- WHAT TO DO: Show every line of the records below that contains the word "caterpillar".
☆ ☆ ☆ ☆ ☆
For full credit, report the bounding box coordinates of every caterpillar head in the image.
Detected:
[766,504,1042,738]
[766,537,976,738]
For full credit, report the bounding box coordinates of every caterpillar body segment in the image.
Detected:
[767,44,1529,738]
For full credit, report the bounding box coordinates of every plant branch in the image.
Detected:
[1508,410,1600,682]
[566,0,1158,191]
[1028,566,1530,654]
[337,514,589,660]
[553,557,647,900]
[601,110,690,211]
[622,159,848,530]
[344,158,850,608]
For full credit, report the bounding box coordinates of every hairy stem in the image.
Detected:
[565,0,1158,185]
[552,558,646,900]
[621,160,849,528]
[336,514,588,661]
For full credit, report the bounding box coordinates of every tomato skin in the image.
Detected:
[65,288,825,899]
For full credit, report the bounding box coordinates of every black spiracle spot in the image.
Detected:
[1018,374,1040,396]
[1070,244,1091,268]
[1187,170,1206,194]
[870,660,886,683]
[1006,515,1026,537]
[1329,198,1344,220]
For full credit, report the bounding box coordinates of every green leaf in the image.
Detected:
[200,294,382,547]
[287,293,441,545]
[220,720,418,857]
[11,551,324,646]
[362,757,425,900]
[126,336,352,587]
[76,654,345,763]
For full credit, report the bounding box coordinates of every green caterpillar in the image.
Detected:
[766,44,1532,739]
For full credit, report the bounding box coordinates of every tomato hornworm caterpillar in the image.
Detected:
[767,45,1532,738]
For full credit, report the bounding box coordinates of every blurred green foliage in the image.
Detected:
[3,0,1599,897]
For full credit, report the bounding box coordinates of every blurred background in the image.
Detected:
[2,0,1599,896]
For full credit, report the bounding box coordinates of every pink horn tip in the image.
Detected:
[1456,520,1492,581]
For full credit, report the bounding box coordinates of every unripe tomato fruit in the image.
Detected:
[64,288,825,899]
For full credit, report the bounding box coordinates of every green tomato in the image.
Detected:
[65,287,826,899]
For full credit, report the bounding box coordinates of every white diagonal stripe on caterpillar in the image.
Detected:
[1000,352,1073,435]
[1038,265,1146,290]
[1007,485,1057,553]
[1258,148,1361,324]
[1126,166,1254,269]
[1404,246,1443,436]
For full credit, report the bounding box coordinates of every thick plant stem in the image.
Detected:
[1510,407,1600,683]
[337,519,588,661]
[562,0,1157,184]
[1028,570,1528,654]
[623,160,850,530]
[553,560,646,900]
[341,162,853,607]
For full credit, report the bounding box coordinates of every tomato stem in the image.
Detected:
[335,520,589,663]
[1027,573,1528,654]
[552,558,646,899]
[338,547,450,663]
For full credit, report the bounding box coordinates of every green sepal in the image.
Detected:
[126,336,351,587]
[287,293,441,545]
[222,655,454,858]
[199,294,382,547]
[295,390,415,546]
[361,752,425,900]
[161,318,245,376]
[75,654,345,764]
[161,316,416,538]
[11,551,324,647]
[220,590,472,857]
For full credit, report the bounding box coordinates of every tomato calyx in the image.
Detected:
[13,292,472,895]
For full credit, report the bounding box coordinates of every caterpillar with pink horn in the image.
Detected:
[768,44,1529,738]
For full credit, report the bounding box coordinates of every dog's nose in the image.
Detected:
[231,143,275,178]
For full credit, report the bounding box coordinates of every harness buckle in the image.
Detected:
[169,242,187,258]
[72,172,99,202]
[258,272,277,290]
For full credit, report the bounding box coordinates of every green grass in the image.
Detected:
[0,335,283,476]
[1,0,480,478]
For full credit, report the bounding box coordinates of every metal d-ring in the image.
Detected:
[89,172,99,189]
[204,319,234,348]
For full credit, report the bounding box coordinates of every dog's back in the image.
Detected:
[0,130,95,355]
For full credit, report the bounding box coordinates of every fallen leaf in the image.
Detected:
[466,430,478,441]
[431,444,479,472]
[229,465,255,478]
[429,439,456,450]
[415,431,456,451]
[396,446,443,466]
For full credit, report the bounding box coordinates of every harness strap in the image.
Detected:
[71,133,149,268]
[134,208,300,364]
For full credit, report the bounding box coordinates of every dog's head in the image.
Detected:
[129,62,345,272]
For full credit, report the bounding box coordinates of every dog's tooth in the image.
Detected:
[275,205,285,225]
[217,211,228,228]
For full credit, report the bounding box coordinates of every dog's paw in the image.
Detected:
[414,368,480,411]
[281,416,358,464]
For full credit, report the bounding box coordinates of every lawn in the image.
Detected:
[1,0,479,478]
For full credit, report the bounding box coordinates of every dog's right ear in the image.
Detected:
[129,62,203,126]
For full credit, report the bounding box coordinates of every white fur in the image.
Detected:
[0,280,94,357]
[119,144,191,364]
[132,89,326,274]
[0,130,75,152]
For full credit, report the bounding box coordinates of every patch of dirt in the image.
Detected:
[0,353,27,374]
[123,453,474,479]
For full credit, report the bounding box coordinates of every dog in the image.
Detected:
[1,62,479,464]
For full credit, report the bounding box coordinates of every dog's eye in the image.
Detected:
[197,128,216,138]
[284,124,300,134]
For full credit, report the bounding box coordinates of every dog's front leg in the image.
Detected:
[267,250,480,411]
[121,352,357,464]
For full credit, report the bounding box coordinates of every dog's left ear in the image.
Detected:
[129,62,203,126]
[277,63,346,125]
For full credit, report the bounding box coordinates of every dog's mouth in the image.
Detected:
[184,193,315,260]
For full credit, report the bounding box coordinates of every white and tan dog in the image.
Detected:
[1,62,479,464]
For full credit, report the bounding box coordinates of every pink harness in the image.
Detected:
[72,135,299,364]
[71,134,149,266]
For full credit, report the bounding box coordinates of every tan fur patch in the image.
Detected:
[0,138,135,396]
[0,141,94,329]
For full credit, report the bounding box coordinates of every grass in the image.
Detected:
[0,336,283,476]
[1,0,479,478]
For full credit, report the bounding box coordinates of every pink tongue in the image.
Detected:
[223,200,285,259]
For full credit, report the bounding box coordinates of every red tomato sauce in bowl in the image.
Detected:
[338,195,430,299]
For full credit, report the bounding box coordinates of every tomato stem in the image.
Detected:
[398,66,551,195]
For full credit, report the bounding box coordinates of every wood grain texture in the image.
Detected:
☆ ☆ ☆ ☆ ☆
- FINISHED TASK:
For full credit, report the bounding box coordinates of every caterpillar head in the image.
For full credit, report the bounding box coordinates of every caterpillar body segment in the image.
For full credit, report the bounding box coordinates of every green caterpillar in the image.
For full credit, report the bounding box coordinates of every tomato hornworm caterpillar in the image.
For full credit, report the bounding box coordinates of every white diagonal stripe on caterpillar in the image.
For full credit, report the bounding box coordinates of every caterpillar with pink horn in the image.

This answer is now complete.